Write the next part of the article on dividend shares for income investors, picking up after its final line.

EXCERPT Start Marker

If you’re planning to add some dividend shares to your portfolio next week, then the ones listed below could be worth considering.
Here’s why I think they are top options for income investors right now:
BHP Group Ltd (ASX: BHP)
If you don’t mind investing in the mining sector, then you might want to consider buying BHP. I think it is a great dividend option right now due to its generous yield and positive outlook. Thanks to its world class operations and their low costs, I believe BHP is well-positioned to continue generating high levels of free cash flow over the coming years. Especially with iron ore at such strong prices.
And given the strength of its balance sheet, I suspect the majority of its free cash flow will be distributed to shareholders through dividends. In light of this, I estimate that the mining giant’s shares currently provide investors with a fully franked ~5% FY 2021 dividend yield.
National Australia Bank Ltd (ASX: NAB)

EXCERPT End Marker
RECORDED DATA Start Marker

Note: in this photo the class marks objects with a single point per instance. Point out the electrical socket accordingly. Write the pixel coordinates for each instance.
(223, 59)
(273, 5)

RECORDED DATA End Marker

» **ANSWER SPACE**:
Another option for investors to consider buying for dividends is NAB. The banking giant’s shares have fallen heavily this year due to concerns over a potential spike in bad debts because of the pandemic. While I feel a rise in bad debts is inevitable, I’m optimistic the provisions it has made are more than enough to cover the potential damage.
In light of this, I feel the worst is behind the bank and now would be a good time to consider a long term investment in its shares. Especially for income investors in this low interest rate environment. At present, I estimate that NAB’s shares offer a generous fully franked 5.2% FY 2021 dividend yield. This is materially better than the interest rates offered with its term deposits and savings accounts.